## Exercise task
Identify the line in which "Practice step: locate the small plant" appears, then reproduce that line and all remaining lines of the records word for word.

------------------------------------------------

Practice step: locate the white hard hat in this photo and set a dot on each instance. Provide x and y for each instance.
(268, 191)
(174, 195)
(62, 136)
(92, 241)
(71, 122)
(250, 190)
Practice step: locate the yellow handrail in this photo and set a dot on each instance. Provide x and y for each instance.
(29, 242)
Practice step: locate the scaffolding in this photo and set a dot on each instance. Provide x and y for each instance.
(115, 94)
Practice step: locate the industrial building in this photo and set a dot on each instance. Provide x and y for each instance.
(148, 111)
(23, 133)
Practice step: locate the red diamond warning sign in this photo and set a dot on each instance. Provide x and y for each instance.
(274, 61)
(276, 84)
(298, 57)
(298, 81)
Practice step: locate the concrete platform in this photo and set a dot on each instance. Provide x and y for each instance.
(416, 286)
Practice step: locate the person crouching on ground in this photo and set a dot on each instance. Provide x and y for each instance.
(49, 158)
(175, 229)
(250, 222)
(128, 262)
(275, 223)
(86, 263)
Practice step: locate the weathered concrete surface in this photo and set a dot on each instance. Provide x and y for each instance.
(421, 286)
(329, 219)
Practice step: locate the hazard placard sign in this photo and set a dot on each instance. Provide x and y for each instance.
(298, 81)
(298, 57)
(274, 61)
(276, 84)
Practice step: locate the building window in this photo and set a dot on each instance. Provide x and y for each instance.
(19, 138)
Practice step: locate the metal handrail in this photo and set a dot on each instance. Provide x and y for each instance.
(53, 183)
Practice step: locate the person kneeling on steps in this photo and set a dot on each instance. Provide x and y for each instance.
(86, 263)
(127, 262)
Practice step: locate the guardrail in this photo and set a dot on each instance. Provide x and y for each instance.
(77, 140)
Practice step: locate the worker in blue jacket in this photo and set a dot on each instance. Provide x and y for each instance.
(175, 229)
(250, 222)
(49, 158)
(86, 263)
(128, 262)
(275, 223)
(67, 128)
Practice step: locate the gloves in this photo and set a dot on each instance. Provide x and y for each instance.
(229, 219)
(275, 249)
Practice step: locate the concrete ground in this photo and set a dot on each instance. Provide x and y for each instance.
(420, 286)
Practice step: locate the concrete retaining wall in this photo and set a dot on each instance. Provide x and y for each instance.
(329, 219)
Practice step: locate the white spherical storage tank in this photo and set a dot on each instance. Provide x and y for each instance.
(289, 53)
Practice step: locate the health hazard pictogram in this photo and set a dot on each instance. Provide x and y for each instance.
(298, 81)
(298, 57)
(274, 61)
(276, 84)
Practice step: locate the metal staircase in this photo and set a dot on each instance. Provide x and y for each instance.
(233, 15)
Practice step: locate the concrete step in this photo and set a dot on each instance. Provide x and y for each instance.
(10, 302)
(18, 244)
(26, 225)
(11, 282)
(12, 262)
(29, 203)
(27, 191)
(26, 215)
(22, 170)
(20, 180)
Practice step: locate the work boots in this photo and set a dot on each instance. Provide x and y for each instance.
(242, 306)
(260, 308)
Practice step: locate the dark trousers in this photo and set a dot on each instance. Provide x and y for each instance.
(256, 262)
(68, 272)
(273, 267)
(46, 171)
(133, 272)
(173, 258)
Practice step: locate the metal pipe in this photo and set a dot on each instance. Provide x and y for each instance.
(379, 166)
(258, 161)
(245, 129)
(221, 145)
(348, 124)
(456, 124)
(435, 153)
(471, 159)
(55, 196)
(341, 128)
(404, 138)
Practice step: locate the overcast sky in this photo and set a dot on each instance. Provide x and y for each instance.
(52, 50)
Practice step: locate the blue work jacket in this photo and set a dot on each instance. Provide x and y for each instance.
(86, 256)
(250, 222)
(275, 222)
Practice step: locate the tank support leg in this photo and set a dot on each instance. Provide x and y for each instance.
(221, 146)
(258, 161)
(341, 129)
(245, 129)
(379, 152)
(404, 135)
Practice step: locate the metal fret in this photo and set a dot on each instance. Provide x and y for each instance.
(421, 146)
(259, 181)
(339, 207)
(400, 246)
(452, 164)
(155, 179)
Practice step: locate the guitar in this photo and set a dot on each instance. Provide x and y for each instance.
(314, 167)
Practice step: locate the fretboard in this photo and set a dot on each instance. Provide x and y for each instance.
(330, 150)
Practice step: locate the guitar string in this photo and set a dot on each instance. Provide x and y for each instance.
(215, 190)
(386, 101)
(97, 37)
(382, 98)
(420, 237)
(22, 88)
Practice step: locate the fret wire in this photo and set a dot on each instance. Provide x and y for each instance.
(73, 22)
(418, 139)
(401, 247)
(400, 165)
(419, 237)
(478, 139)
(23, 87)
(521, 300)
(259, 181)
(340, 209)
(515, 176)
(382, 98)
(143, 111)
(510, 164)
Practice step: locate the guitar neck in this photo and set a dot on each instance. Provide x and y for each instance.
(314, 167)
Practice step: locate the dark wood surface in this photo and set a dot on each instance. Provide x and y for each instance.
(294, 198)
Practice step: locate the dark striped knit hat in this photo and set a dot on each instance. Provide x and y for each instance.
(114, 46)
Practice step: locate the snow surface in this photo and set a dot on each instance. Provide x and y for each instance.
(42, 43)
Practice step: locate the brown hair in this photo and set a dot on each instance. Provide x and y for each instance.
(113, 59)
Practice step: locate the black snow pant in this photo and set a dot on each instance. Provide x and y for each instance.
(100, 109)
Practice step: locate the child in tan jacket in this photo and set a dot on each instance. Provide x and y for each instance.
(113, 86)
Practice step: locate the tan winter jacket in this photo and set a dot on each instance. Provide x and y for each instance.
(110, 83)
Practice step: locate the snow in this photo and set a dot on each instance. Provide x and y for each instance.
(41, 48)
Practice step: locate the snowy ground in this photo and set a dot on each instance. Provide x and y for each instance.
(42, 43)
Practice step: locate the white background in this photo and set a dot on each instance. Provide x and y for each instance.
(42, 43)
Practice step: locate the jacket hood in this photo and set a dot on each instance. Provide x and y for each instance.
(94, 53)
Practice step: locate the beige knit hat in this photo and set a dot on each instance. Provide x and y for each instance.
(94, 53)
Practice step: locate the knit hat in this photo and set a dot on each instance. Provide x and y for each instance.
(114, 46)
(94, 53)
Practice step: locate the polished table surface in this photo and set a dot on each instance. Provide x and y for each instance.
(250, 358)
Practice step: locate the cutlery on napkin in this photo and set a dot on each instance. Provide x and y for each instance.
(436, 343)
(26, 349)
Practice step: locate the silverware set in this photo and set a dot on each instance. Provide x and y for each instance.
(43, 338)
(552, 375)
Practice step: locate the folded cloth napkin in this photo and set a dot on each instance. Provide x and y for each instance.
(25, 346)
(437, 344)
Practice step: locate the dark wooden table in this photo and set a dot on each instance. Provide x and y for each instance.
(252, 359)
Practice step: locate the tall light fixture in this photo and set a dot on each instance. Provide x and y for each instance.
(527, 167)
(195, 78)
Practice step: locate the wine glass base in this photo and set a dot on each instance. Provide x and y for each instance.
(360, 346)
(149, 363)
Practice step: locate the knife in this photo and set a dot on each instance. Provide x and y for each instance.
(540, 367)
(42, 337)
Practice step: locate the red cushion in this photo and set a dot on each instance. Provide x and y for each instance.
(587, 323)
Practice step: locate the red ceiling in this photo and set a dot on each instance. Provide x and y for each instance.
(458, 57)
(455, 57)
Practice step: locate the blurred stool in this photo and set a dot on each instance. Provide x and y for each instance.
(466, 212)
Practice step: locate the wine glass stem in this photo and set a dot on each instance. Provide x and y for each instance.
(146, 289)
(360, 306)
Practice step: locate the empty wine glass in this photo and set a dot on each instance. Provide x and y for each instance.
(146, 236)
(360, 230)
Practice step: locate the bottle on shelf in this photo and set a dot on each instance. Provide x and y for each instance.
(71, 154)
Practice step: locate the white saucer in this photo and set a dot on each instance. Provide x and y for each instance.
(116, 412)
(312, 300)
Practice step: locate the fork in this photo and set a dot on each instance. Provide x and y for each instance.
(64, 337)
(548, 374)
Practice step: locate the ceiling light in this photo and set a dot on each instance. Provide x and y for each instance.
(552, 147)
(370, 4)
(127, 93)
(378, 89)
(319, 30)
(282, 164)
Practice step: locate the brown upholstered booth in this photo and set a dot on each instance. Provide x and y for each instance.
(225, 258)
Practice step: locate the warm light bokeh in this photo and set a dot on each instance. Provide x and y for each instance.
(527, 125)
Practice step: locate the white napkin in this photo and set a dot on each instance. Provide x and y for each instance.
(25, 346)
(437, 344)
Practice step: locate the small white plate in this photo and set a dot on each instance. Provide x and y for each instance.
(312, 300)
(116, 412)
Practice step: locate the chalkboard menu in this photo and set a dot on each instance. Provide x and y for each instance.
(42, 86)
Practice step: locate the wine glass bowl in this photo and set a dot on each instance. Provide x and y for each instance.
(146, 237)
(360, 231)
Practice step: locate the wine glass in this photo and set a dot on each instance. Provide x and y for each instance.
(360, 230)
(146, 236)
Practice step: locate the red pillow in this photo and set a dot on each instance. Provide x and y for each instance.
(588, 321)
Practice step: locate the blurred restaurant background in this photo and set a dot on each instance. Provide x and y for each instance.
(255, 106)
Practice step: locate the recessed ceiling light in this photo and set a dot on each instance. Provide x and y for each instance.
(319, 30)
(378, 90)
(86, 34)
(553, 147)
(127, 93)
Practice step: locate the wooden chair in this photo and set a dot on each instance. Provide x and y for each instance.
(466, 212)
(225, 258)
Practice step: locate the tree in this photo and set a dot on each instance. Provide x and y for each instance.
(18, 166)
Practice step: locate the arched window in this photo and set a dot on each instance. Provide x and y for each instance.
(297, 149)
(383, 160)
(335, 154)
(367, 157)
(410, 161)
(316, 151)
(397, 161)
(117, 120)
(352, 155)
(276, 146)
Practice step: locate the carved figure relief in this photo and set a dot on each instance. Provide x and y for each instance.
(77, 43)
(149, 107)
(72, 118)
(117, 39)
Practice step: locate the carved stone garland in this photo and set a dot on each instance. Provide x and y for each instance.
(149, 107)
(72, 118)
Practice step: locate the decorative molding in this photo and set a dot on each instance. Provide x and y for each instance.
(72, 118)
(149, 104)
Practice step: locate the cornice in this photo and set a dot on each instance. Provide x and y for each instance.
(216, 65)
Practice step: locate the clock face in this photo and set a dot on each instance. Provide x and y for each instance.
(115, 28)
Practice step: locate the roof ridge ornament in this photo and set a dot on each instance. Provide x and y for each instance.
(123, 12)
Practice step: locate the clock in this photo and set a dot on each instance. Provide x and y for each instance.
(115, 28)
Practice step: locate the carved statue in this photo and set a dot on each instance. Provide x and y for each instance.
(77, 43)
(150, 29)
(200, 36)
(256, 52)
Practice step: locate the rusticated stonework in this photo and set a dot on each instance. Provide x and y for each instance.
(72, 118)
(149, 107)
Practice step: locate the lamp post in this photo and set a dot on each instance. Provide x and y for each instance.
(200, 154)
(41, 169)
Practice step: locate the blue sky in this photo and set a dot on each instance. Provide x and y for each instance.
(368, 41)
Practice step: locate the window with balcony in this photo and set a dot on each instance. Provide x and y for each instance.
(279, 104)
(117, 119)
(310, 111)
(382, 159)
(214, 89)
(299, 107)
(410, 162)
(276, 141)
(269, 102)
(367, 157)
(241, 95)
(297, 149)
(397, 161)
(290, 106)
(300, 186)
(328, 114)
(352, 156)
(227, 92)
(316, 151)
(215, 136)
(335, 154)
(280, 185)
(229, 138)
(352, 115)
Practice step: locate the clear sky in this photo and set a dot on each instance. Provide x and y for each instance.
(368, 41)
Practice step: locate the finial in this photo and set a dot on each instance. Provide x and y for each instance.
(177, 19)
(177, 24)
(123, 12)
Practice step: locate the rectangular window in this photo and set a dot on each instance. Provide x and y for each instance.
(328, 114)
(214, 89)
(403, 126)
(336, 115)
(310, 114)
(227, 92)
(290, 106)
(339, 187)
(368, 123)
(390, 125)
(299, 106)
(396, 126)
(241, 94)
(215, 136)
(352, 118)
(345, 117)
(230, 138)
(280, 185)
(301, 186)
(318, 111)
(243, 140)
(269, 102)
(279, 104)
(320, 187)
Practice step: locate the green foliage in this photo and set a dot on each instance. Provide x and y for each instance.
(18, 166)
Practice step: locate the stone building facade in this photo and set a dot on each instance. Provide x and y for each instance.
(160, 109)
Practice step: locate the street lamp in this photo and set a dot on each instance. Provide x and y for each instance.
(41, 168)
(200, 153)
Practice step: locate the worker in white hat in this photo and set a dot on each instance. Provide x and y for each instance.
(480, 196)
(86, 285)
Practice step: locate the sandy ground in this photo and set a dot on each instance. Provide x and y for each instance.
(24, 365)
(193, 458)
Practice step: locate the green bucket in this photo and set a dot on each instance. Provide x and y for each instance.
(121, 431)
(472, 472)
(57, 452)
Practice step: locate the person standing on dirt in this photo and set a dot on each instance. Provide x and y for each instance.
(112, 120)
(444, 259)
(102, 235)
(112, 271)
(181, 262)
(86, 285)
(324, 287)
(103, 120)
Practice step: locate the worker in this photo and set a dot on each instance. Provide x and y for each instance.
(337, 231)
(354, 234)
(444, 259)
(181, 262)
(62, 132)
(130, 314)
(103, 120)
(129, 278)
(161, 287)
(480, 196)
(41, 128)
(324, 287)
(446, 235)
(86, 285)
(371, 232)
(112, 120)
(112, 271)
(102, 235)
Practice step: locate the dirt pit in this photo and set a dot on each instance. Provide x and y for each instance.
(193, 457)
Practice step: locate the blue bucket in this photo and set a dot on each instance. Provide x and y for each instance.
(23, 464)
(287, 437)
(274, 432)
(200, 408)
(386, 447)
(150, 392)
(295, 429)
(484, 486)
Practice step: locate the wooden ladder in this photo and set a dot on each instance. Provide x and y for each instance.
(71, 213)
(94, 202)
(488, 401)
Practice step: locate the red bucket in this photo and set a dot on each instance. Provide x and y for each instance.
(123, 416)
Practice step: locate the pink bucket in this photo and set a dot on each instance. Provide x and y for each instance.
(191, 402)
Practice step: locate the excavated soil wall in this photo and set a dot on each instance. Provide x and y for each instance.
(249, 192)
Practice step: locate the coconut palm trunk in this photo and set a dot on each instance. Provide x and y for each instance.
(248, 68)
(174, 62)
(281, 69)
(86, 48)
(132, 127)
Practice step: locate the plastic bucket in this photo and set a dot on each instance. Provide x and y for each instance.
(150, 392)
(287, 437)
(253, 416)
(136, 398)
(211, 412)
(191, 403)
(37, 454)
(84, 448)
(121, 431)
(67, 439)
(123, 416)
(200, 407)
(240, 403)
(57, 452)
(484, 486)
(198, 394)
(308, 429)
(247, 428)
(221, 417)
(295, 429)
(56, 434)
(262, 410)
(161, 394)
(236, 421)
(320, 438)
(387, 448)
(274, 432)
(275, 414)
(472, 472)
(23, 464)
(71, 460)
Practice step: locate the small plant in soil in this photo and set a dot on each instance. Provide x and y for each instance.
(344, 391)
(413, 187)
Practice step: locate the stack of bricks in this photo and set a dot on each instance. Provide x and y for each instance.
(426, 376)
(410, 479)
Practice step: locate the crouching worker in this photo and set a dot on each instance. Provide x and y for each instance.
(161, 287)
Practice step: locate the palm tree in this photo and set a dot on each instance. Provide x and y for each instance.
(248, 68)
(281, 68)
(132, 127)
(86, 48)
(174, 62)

------------------------------------------------

## Complete response
Practice step: locate the small plant in soil in this photo and set a dot on each instance. Provide x and y for each instance.
(344, 391)
(413, 187)
Practice step: locate the stack of bricks in this photo and set a dot on each instance. Provide x and y for each instance.
(426, 376)
(410, 479)
Practice step: locate the crouching worker in this photo and set a dot on each instance. Provide x and y for each instance.
(161, 287)
Practice step: locate the palm tree in this photo and set a dot on each instance. Provide x and y for each instance.
(248, 68)
(281, 68)
(132, 127)
(86, 48)
(174, 62)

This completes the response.